Goal 1:
Below, copy from the VLDB tuning text the passage that opens with the words containing "2. Load data" and closes with "table ... move command.", reproducing it word for word.
Goal 2:
List every common performance issue affecting VLDBs that the VLDB tuning text below names.

[BEGIN Text excerpt]

VLDB Performance Tuning Principles

Delivering optimal performance for applications that access a VLDB is essential. If Oracle database best practices are applied, many tuning nightmares may disappear. Following are the most common performance issues that can affect VLDBs:

Image Suboptimal application coding

Image Inefficient application and database design

Image Inaccurate or missing optimizer statistics

Image Lack of indexes or too many indexes

Image Limited hardware resources

Image Bad network design

Real-World Scenario

To demonstrate the issue of suboptimal application coding, let’s look at a classic example of a poor performance incident—an issue that was ultimately resolved with a simple code modification.

A reconciliation batch scheduled to run at the end of each business day was performing inconsistently. The job sometimes completed within only 2 hours and sometimes took more than 6 hours; during the database’s worst performance, it took nearly 24 hours to complete. This inconsistent performance not only gave the DBA team nightmares, it also significantly impacted the subsequent dependent jobs, and as a result, several key business users were unable to get their daily reports on time.

The job itself was straightforward, involving no complex queries or convoluted logic. The job was to perform the following simple tasks:

1. Delete data from the target tables.

2. Load data from text files into the target tables.

3. Run queries against the target tables to generate reports.

During the course of investigation, the following behavior was observed:

Image The database was growing in size at a uniform rate each day.

Image Important queries were favoring the nested loops in the query execution plan.

As a temporary workaround the following action plan was used:

1. Reorganize the target tables using the alter table ... move command.

2. Rebuild all indexes in the schema.

3. Gather application schema statistics.

4. If the preceding steps fail to resolve the inconsistent performance, export the schema into another database residing on a different server that has more CPU and memory capacity.

Despite these workarounds, the problem reappeared and gradually returned to the worst state (taking nearly 24 hours to complete). Interestingly, when the person responsible for the application was contacted, he mentioned that data in all tables was deleted and subsequently loaded from different sources, and the observed growth was unlikely with the amount of data he was loading daily.

Then the focus shifted to the data load script. Upon reviewing the code, a classic mistake was observed: data was removed from the tables with the DELETE command followed by direct path loads.

If you know the basics, you can easily spot the reason for the consistent growth in the database. When DELETE is used to remove complete data from a table, the high-watermark is not reset; therefore, subsequent direct-path load inserts start loading data above the high-watermark, ignoring the free data blocks below the high-watermark. This approach causes continuing data growth and consumed significant amounts of free space in the datafiles. Hence, queries on these tables were performing badly.

The simple solution to this issue was to replace the DELETE command with TRUNCATE TABLE. Once this change was applied, the job finished in just 2 hours. There have been no issues with performance in the 6 years since the problem was encountered.

The moral of the story is that if you get the basics right, tuning the code just a little could offer significant benefits for many performance issues.

[END Text excerpt]
[BEGIN Given data]

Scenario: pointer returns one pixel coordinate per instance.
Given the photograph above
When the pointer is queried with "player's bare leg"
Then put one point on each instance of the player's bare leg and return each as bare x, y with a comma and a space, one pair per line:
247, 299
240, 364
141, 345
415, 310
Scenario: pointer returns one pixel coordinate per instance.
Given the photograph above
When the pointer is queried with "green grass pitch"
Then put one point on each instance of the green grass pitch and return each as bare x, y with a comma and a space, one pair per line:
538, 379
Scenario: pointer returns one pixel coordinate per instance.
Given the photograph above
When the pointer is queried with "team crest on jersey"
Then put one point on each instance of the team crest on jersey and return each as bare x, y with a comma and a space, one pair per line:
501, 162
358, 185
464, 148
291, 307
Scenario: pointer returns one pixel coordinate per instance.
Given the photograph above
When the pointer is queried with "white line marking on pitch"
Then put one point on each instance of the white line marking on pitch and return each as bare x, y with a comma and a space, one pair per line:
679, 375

[END Given data]

Written answer 1:
2. Load data from text files into the target tables.

3. Run queries against the target tables to generate reports.

During the course of investigation, the following behavior was observed:

Image The database was growing in size at a uniform rate each day.

Image Important queries were favoring the nested loops in the query execution plan.

As a temporary workaround the following action plan was used:

1. Reorganize the target tables using the alter table ... move command.

Written answer 2:
- Suboptimal application coding
- Inefficient application and database design
- Inaccurate or missing optimizer statistics
- Lack of indexes or too many indexes
- Limited hardware resources
- Bad network design